GIVEN TEXT Block Start

Just to pick up quick on Einsteins question, yes Novorapid is compatable with a pump. I use it in mine. Its great having the one insulin for background and bolus. I get 4 vials on prescription and that is enough to last me 3 to 4 months. Its great to move away from the services of my pharmacy for just a bit 

Lou


----------



## Einstein

Thanks Lou,

Makes a few options more interesting to consider. But I still feel there is a lot of messing around to switch from MDI.

My problem is I don't like change. So moving from a combination I know is hard going. I do not understand why the manufacturers of Novarapid won't allow other pen manufacturers to make their pens with with their insulins.


----------



## Becca

Hi 

Coming into this late but reading all the replies with interest.  Rose is on a pump and has been for the past 2 years.  Before that she was on 3 injections, then 4 and then 5.  Without a doubt the best control we have had has been from the pump.  We also got our little girl back for that i am eternally grateful.  

The pump will be up for renewal in 2 years time, for which a replacement will be ordered before the 2 years is up so it should just be a switch over.  We have only ever had one motor error and then the pump (through talking to medtronic USA) were able to sort the pump out over the phone.  We would have had to inject novorapid overnight (i wanted to do this rather than use Levemir) as the new pump would have been with us in the morning if needed.  My friend's little boys pump broke last week (22nd)  They were able to get a loan pump from the hospital for overnight and the new pump was replaced the next day.  

The pump, for us, gave us back our family, it isn't like that for everybody but for us i am very very grateful that the PCT fund it.  As for when Rose gets older, it will always be her choice of whether she wants to continue with the pump or not and we will support her with whatever the decision.  As for now, she doesn't want to give it up and we know she is getting the best control that we can give her with the best technology for her.  As parents, we cannot hope for more.


----------



## Patricia

Great thread Copepod, thanks!

Thought it also worth throwing in that pumps have been used for many years in the States, albeit not with the same technology -- but they've been there for 20 years or more, in some form or another. So many of these questions have been addressed in various ways by adults and children alike, and tested over time, to boot. There are numerous US based sites that talk about pumping in all its glory, at all levels...

It's not desperately unusual for people to move around between pumping and MDI, depending on the situation and feelings. Many teenage girls move to MDI in the summer months, for bikini reasons! And many long-term pumpers move to MDI for a break from feeling 'tethered'. How the control is, I'm not sure...but I'm sure that with lives which are more likely to be out of routine (eg university etc), or battling with hormones, the pump offers the most flexible control.

GIVEN TEXT Block End
EXCERPTED DATA Block Start

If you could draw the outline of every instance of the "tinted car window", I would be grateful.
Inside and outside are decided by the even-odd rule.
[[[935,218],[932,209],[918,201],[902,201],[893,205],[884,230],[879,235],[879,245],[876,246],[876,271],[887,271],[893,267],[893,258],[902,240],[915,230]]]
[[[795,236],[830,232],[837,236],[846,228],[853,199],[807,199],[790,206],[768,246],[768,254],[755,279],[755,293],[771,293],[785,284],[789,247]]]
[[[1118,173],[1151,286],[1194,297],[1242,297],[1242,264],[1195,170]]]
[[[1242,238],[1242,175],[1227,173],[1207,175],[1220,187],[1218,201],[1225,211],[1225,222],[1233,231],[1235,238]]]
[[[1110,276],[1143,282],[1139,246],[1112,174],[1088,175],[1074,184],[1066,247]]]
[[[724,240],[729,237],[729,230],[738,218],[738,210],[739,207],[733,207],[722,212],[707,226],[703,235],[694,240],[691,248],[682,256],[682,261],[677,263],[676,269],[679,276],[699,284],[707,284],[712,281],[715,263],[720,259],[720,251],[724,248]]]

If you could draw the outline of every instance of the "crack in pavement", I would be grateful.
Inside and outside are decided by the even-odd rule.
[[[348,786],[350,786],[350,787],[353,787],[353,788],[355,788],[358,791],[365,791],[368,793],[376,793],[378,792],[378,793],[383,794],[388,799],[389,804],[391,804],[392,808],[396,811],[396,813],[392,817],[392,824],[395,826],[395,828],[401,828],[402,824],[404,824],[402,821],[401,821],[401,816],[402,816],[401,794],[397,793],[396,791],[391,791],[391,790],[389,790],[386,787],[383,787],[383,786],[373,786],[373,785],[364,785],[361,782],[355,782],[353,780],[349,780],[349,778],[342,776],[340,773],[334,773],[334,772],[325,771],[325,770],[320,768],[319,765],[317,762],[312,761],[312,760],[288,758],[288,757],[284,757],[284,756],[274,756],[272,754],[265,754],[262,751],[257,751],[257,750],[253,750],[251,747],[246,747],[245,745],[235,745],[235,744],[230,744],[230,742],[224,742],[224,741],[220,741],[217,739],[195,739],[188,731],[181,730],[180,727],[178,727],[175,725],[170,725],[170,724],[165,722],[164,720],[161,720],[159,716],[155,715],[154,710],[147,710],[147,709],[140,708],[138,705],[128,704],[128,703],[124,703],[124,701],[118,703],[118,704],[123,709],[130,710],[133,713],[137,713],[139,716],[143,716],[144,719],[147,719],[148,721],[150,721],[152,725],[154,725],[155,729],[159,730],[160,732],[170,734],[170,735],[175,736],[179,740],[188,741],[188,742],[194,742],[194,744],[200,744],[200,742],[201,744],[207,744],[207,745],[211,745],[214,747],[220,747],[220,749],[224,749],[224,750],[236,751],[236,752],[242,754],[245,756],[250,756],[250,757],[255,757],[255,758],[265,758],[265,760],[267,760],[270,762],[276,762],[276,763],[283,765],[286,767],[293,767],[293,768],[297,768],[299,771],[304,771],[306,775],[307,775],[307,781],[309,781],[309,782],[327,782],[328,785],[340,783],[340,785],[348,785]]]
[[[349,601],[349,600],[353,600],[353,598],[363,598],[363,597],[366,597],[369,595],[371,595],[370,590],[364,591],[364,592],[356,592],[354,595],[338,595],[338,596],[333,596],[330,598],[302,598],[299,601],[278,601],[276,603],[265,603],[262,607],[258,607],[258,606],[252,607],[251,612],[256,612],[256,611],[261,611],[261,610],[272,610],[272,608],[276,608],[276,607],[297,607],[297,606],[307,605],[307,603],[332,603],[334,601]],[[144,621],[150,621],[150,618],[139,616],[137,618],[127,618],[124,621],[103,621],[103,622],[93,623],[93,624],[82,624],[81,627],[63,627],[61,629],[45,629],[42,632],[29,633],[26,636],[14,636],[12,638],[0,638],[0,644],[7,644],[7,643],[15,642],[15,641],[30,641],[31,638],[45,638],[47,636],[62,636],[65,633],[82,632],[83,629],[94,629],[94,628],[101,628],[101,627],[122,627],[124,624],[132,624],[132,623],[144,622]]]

EXCERPTED DATA Block End

▶ WHAT YOU NEED TO DO:
1. Give the name of each person who wrote a post in the insulin pump thread.
2. Transcribe the insulin pump thread from "## Patricia" to "at all levels...".
Work only from the thread on insulin pumps, not from the items.

▶ ANSWERS IN ORDER:
1. Lou, Einstein, Becca, Patricia

2.
## Patricia

Great thread Copepod, thanks!

Thought it also worth throwing in that pumps have been used for many years in the States, albeit not with the same technology -- but they've been there for 20 years or more, in some form or another. So many of these questions have been addressed in various ways by adults and children alike, and tested over time, to boot. There are numerous US based sites that talk about pumping in all its glory, at all levels...